> _Directions for this task_: How many lines in the records below contain the word "marking"? Reply with the number alone.

> _Input_:
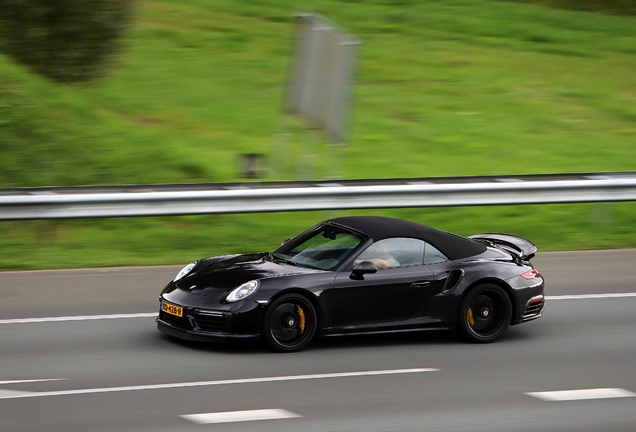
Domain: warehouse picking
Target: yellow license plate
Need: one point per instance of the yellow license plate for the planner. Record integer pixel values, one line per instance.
(172, 309)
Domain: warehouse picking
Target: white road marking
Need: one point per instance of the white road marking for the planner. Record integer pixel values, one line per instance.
(222, 382)
(78, 318)
(569, 395)
(37, 380)
(590, 296)
(239, 416)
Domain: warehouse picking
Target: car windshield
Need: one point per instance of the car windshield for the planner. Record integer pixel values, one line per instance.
(324, 248)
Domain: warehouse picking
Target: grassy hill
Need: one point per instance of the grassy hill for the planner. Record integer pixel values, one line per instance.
(445, 88)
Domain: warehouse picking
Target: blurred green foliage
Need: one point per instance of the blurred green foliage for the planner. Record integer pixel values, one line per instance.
(446, 88)
(64, 40)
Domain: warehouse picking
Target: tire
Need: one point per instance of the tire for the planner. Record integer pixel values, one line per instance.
(484, 314)
(290, 323)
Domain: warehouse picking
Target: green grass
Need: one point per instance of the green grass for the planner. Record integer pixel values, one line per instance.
(446, 88)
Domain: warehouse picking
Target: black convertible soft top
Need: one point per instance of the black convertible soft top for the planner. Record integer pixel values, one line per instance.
(379, 228)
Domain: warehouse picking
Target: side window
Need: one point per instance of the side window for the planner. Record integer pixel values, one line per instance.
(394, 252)
(433, 255)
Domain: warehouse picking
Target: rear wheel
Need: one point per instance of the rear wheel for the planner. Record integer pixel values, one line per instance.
(289, 323)
(484, 313)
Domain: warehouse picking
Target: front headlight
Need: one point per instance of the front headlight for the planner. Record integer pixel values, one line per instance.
(184, 271)
(243, 291)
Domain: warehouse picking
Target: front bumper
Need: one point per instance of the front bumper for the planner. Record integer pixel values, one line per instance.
(198, 324)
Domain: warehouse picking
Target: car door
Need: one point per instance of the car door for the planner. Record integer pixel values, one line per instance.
(390, 295)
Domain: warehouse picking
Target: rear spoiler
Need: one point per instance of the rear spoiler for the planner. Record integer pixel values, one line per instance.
(517, 245)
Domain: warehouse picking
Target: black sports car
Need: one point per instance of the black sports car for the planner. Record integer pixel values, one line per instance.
(355, 275)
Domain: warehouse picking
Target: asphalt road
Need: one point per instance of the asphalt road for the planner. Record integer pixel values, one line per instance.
(121, 374)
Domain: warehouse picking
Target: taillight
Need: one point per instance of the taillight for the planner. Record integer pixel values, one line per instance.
(530, 274)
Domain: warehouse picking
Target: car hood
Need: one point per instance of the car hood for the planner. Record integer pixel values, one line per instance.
(227, 273)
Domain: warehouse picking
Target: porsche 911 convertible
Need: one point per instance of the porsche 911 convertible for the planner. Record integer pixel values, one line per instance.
(356, 275)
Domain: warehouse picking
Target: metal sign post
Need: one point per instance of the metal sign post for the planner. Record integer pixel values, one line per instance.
(319, 94)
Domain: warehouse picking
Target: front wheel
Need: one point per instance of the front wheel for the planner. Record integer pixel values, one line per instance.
(290, 323)
(484, 313)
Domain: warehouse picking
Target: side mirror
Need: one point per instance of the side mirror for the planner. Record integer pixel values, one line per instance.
(360, 269)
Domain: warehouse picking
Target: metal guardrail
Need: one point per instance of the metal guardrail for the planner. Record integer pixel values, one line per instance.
(255, 197)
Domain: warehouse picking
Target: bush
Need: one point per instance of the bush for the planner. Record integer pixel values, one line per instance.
(610, 6)
(64, 40)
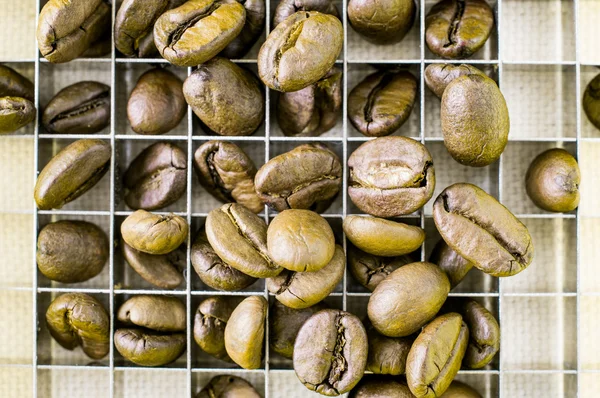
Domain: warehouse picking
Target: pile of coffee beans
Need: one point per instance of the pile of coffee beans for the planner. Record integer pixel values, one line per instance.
(414, 337)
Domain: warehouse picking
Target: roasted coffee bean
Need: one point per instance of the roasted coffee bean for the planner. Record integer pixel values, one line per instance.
(157, 177)
(300, 240)
(484, 331)
(156, 104)
(435, 356)
(391, 176)
(196, 31)
(387, 355)
(382, 102)
(78, 319)
(475, 120)
(239, 237)
(225, 386)
(591, 101)
(252, 30)
(209, 325)
(213, 271)
(303, 289)
(407, 299)
(382, 237)
(227, 173)
(450, 262)
(330, 353)
(228, 99)
(307, 177)
(370, 270)
(66, 28)
(245, 332)
(134, 25)
(458, 28)
(284, 325)
(285, 8)
(382, 22)
(282, 61)
(153, 233)
(552, 181)
(71, 173)
(482, 231)
(160, 313)
(163, 271)
(438, 76)
(376, 386)
(81, 108)
(71, 251)
(314, 110)
(149, 348)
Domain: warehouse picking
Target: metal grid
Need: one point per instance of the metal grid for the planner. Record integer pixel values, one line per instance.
(491, 382)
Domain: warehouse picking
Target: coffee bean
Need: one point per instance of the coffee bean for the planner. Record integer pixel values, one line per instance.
(282, 61)
(79, 319)
(196, 31)
(307, 177)
(156, 178)
(458, 28)
(81, 108)
(71, 173)
(390, 176)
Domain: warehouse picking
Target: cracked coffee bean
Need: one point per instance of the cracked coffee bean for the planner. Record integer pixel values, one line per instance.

> _Finished task_: 2